EXTRACTED TEXT

While Lois and Marda's friendship deepens, readers are also made aware of escalating violence as the fragile status quo established between the British Army, the Black and Tans, and local Irish resistance is threatened by Gerald's capture of Peter Connor, the son of an Irish family friendly with the Naylors. Unbeknownst to the residents of Danielstown (with the single exception of Hugo), Lois and Marda's acquaintance with Ireland's national turmoil is expanded firsthand as they are confronted by an unknown individual while on an afternoon stroll through the countryside of County Cork. Although permitted to depart with only a trifling wound to Marda's hand and Lois's promise that they will never speak of this encounter in the ruins of the old mill, this meeting and Marda's subsequent return to England signal a shift as the novel's characters’ attention return to the various topics occupying their thoughts before her arrival.

- Part Three
  The Departure of Gerald
After Marda Norton's departure, Lois's attention is once again firmly fixed upon both Gerald and the activities organised by the British officers’ wives. But despite Lois's determination to finally come to a firm conclusion regarding her future, her relationship with Gerald is first delayed by Lady Naylor's machinations and then left forever unresolved by Gerald's death—which may have been at the hands of Peter Connor's friends. Not long after Gerald's death Laurence, Lois, and the Montmorencys leave Sir Richard and Lady Naylor, but the Naylors have little time to enjoy their solitude at Danielstown. The Naylor family estate and the other great houses are put to the torch the following February—likely by the same men who organised the attack on Gerald—their destruction reinforcing the fact the lifestyle once enjoyed by the landed Anglo-Irish gentry has been brought to an end.

==Characters==
===Major characters===
- Sir Richard Naylor is the family patriarch and the master of Danielstown, Sir Richard is very much aware of the immediacy of the Troubles even though he rarely voices these concerns out loud. Instead, Bowen's readers are the persons most often made privy to his uncertainty regarding the immediacy of the escalating conflict taking place on and around his family's land.
- Myra, Lady Naylor is a decisive woman who refuses to acknowledge even the possibility of changing standards in the post-war era, Lady Naylor's mind and views are entrenched in the views held by the most conservative members of her socio-economic class—especially in regard to judging the marital prospects of her friends, relations, and acquaintances.
- Lois Farquar is the only child of Sir Richard's sister Laura, eighteen-year-old Lois is extremely indecisive as she continually ponders her identity as a young woman in the post-war era and her relationship with Gerald Lesworth. As she attempts to find answers to these questions Lois also serves as the readers’ primary witness to the events unfolding within the text.
- Laurence is Lois's cousin who is visiting with his Aunt Myra and Uncle Richard in County Cork. A reluctant participant in his Aunt Myra's social affairs and a bit of a misanthrope, Laurence makes it quite clear that he would prefer to be anywhere but Danielstown, but also lacks the funds that would make his preference feasible.
- Hugo Montmorency is a friend of the Naylors who has finally returned to Danielstown. It has been twelve years since his last visit. Formerly in love with Laura Naylor Farquar, Hugo is not entirely certain how to view Lois Farquar, Laura's daughter.

WRITTEN TASK A
Report every line of the entries that contains the string "gravel", copying each line in full.
The summary and the entries are unrelated pieces of material.

[Collection entries]
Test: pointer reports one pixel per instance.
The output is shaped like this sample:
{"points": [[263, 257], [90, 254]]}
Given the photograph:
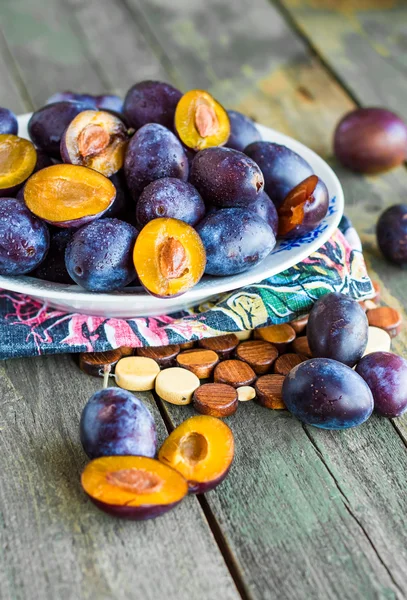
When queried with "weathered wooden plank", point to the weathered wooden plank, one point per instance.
{"points": [[298, 526], [53, 542], [363, 42]]}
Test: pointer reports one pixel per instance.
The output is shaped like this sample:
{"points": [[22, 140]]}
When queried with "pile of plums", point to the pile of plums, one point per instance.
{"points": [[156, 190]]}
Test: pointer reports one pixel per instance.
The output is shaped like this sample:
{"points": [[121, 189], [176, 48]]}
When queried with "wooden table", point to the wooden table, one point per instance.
{"points": [[305, 513]]}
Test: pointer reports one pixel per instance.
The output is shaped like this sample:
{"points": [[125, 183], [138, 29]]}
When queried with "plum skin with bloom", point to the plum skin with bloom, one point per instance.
{"points": [[386, 375], [327, 394], [115, 422]]}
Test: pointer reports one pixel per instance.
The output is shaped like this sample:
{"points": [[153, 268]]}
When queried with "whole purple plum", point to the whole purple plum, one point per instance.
{"points": [[242, 131], [100, 255], [391, 232], [8, 121], [386, 375], [265, 208], [24, 238], [169, 197], [226, 178], [153, 153], [47, 125], [327, 394], [235, 240], [337, 328], [115, 422], [282, 168], [53, 267], [151, 102]]}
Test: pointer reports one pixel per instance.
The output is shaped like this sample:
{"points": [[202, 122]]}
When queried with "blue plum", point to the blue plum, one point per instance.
{"points": [[151, 102], [235, 240], [338, 329], [242, 131], [115, 422], [386, 375], [8, 121], [47, 125], [282, 168], [153, 153], [391, 232], [24, 238], [327, 394], [226, 178], [170, 197], [100, 255]]}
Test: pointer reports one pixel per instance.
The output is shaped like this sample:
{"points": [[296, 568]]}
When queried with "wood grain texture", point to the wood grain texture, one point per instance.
{"points": [[363, 41], [54, 543]]}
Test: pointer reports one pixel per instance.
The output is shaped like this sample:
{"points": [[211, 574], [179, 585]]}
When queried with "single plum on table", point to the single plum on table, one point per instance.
{"points": [[24, 238], [327, 394], [153, 153], [235, 240], [338, 328], [170, 197], [200, 121], [47, 125], [68, 195], [115, 422], [243, 131], [96, 139], [18, 158], [282, 168], [151, 102], [303, 208], [265, 209], [53, 267], [391, 232], [8, 121], [386, 375], [133, 487], [226, 178], [100, 255]]}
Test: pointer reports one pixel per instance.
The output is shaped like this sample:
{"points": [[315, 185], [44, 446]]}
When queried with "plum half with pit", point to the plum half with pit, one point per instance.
{"points": [[386, 375], [243, 131], [282, 168], [391, 232], [151, 102], [235, 240], [226, 178], [100, 255], [337, 328], [153, 153], [327, 394], [24, 238], [170, 197], [47, 125], [8, 121], [303, 209], [115, 422], [96, 139]]}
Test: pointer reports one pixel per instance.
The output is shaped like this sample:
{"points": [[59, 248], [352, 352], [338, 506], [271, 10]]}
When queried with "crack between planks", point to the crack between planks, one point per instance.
{"points": [[347, 506], [213, 524]]}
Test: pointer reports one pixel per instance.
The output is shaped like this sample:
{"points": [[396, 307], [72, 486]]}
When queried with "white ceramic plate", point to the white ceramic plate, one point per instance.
{"points": [[135, 302]]}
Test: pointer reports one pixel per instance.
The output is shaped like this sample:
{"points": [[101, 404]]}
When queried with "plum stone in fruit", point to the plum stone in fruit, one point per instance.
{"points": [[115, 422], [338, 329], [327, 394]]}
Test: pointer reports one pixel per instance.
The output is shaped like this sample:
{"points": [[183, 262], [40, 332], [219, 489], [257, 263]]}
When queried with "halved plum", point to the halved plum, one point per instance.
{"points": [[133, 487], [169, 257], [303, 208], [17, 161], [68, 195], [200, 121], [96, 139], [202, 450]]}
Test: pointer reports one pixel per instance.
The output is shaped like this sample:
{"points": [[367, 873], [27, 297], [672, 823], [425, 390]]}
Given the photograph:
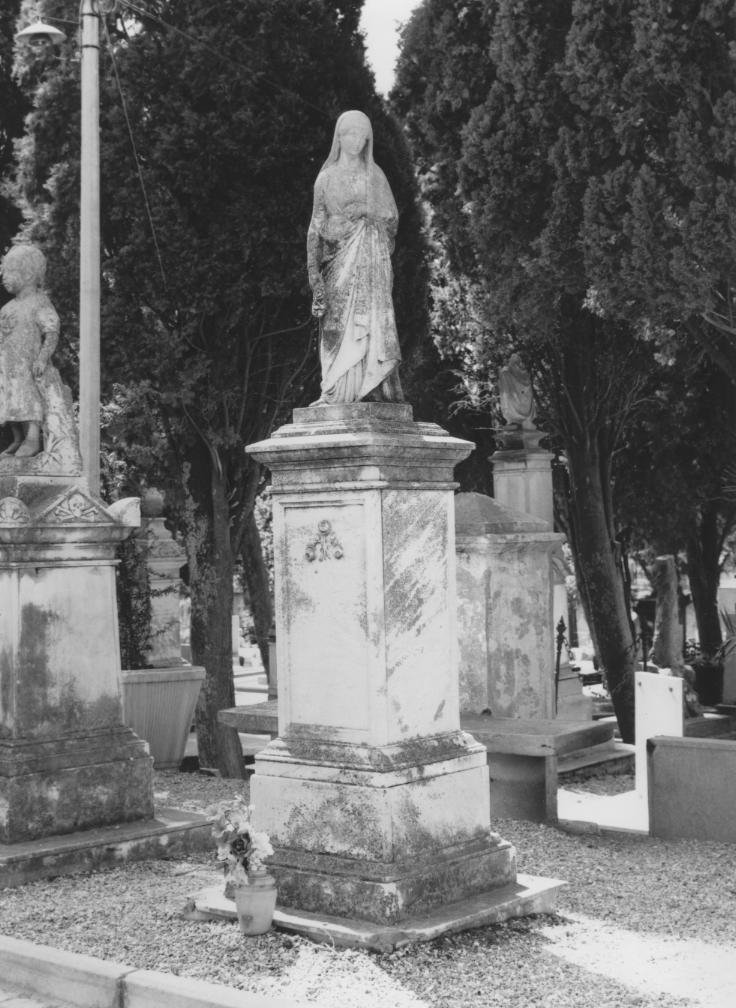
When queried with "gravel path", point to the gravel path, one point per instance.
{"points": [[642, 922]]}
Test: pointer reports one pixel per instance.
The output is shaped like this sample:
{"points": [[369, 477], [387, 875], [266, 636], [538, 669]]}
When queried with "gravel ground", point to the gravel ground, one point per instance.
{"points": [[642, 922]]}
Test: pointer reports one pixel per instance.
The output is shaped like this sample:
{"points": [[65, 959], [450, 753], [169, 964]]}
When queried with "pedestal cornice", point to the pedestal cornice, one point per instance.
{"points": [[376, 445]]}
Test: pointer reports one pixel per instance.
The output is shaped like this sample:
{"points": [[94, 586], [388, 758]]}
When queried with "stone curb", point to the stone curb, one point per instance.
{"points": [[88, 982]]}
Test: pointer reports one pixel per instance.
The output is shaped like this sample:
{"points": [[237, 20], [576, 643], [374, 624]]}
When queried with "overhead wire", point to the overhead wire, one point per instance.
{"points": [[136, 158], [221, 56]]}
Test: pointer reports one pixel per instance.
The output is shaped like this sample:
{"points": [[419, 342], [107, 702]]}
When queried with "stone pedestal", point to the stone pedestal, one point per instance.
{"points": [[376, 802], [159, 701], [504, 610], [67, 760], [522, 480]]}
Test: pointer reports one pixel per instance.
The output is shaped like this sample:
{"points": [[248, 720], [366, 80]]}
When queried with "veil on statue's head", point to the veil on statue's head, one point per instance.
{"points": [[346, 121]]}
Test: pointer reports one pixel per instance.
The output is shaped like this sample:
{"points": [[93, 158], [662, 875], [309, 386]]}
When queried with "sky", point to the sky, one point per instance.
{"points": [[380, 22]]}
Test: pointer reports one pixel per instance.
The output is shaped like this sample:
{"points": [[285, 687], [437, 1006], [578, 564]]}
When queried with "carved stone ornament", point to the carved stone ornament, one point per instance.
{"points": [[325, 545], [74, 507], [13, 512]]}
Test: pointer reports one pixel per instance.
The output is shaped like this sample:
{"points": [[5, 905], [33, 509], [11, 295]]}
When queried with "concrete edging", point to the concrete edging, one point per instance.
{"points": [[88, 982]]}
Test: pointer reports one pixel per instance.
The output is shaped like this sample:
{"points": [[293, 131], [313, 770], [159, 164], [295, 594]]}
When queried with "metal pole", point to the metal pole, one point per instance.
{"points": [[90, 248]]}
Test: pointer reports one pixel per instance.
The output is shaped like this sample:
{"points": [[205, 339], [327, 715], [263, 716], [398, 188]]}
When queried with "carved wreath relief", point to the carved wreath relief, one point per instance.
{"points": [[325, 545]]}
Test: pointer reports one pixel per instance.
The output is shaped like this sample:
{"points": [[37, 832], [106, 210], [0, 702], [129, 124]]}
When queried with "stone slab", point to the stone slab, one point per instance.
{"points": [[172, 833], [35, 976], [528, 895], [692, 787], [149, 989], [529, 737], [534, 737], [83, 981]]}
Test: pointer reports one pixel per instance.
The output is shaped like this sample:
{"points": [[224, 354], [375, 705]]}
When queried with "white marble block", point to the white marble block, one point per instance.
{"points": [[376, 802]]}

WRITTEN TASK B
Print, word for word, the part of the summary between "- Laurence is" and "his preference feasible.", inclusive.

RESULT A
When queried with "gravel path", point to the gravel path, one point per instance.
When queried with "gravel ground", point to the gravel ground, one point per instance.

RESULT B
- Laurence is Lois's cousin who is visiting with his Aunt Myra and Uncle Richard in County Cork. A reluctant participant in his Aunt Myra's social affairs and a bit of a misanthrope, Laurence makes it quite clear that he would prefer to be anywhere but Danielstown, but also lacks the funds that would make his preference feasible.